• _SOURCE RECORDS_
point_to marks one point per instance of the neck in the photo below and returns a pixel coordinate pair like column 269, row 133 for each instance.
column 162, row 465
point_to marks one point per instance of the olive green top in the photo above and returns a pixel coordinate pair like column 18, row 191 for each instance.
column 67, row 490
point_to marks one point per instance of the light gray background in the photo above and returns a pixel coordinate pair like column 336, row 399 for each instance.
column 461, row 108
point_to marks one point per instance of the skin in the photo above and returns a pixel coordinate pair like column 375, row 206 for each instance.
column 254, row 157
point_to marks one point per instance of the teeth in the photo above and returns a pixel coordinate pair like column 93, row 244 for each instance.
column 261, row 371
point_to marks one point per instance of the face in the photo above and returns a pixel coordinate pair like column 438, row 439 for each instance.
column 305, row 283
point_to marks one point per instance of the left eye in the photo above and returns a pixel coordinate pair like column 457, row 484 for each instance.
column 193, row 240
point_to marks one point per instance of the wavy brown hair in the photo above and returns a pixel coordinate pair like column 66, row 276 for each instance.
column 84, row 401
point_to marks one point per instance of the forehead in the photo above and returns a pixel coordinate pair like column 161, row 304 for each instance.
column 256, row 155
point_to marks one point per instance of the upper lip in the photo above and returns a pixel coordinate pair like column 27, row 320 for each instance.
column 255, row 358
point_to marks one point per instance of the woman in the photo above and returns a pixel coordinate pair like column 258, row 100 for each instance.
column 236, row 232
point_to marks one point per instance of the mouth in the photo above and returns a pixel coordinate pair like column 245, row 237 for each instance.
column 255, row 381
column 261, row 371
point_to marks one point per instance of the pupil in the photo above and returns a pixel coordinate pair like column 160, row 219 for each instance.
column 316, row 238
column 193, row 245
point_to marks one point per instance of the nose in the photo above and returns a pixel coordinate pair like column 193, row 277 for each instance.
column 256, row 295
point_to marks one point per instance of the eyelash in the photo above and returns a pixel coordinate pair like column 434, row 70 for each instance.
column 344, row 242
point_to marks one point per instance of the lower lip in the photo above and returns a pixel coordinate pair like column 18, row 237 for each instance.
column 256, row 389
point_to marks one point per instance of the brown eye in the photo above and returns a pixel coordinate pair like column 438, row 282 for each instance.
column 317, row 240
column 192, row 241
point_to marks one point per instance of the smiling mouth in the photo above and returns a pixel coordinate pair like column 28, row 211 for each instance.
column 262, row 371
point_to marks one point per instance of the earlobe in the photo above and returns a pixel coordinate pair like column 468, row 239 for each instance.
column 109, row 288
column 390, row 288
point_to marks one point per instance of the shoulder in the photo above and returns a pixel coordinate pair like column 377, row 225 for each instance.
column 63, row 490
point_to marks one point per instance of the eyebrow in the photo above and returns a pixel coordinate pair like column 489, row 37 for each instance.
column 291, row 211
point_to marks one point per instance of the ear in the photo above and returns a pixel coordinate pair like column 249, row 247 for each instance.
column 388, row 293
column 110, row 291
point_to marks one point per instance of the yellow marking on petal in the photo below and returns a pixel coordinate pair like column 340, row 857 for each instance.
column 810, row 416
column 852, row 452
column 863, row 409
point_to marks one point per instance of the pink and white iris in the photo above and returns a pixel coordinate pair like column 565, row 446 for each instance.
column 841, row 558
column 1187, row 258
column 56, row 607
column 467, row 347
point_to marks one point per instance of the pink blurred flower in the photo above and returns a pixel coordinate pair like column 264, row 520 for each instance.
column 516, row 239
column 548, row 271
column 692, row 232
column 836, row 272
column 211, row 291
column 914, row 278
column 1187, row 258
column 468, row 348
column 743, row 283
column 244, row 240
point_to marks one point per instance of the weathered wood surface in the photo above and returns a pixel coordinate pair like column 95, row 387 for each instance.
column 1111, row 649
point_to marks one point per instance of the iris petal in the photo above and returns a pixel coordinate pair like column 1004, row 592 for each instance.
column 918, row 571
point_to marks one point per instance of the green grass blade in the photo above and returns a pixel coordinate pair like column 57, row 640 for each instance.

• _BRIEF_
Rewrite the listing above with every "pixel coordinate pair" changed to "pixel position", leaving everything else untouched.

• _RIGHT ANSWER_
point_to marks one point per instance of the neck in the photo below and returns a pixel position like column 269, row 133 for each instance.
column 162, row 465
point_to marks one point per instance of the olive green top in the photo above and returns a pixel position like column 18, row 191 for each instance.
column 67, row 490
point_to marks one point per instance of the light gray background in the photo above and returns a pixel position like column 336, row 399 for each instance.
column 461, row 108
point_to marks one point per instance of the skin in the photo above and returns a pixel position like column 375, row 206 for each instance.
column 254, row 157
point_to marks one point per instance of the teeth in the photo above and returns a pixel position like column 93, row 244 for each instance.
column 261, row 371
point_to marks one point per instance of the face in the photo above and returns a pixel position like column 438, row 439 for each instance.
column 305, row 283
point_to marks one point per instance of the left eye in the photo above and returns a pixel position like column 457, row 484 for each instance.
column 193, row 240
point_to marks one point per instance of the wavy brown hair in the photo above and returns a pixel position like column 66, row 276 for each instance.
column 84, row 401
point_to marks one point per instance of the forehead in the photo above and returns a pixel position like column 161, row 304 for each instance.
column 256, row 155
point_to marks one point per instance of the upper lip in the photo above and returns a pixel position like column 27, row 320 for each instance.
column 255, row 358
point_to marks one point per instance of the woman in the photo above and returns a pixel position like column 258, row 100 for each instance.
column 236, row 232
point_to marks one point per instance of the mouth in the photo above and returns a pixel position like column 245, row 237 for each instance.
column 255, row 381
column 261, row 371
point_to marks one point per instance of the pupil in the photo above and returns a pixel position like column 160, row 219 for each instance.
column 316, row 238
column 193, row 245
point_to marks one point per instance of the nose in the photo above and returns a pixel position like column 193, row 277 for each instance.
column 256, row 295
point_to marks one point per instance of the eyelash in the photo above and returns a pixel position like column 434, row 70 for each instance.
column 344, row 242
point_to marks one point per instance of the lower lip in the photo above and returns a pixel position like column 18, row 237 for each instance.
column 256, row 389
point_to marks one point per instance of the brown eye in the photo above and returns a pixel position like column 438, row 282 for each instance.
column 317, row 240
column 192, row 241
point_to marks one point per instance of the smiling mouth in the photo above and returns a pixel position like column 28, row 211 for each instance.
column 262, row 371
point_to marks one point per instance of the earlobe in the photo above and returns a pixel position like column 468, row 239 for each instance.
column 109, row 288
column 390, row 288
point_to marks one point per instance of the shoulder in the photo above and returns a pixel position like column 377, row 225 for each instance.
column 63, row 490
point_to marks one point per instance of the eyebrow in the photo above and returns a pixel position like column 489, row 37 for each instance.
column 291, row 211
point_to marks one point per instance of the ear in the photo above and returns a pixel position like column 249, row 247 for each instance.
column 388, row 293
column 110, row 291
point_to marks one point per instance of the yellow marking on petal in the photo below and returns a pixel position like column 340, row 857 for each instance.
column 810, row 416
column 852, row 452
column 863, row 409
point_to marks one point per instance of the pink and white iris in the photo above and returns a pixel position like column 565, row 446 for each instance.
column 841, row 558
column 1187, row 258
column 56, row 607
column 467, row 347
point_to marks one point per instance of the pink blurred flower in the photo above and returns a pixel position like column 264, row 520 for each instance.
column 516, row 239
column 548, row 271
column 692, row 232
column 836, row 272
column 211, row 291
column 914, row 278
column 1187, row 258
column 468, row 348
column 743, row 283
column 244, row 240
point_to marks one point per instance of the weathered wood surface in the photo above and returns a pixel position like column 95, row 387 for each instance.
column 1111, row 649
point_to marks one point per instance of the iris petal in the photo above and returns a pixel position like column 1004, row 592 for each instance.
column 918, row 571
point_to marks one point per instance of the green grass blade in the photo above and returns a pixel position like column 57, row 640 for each instance.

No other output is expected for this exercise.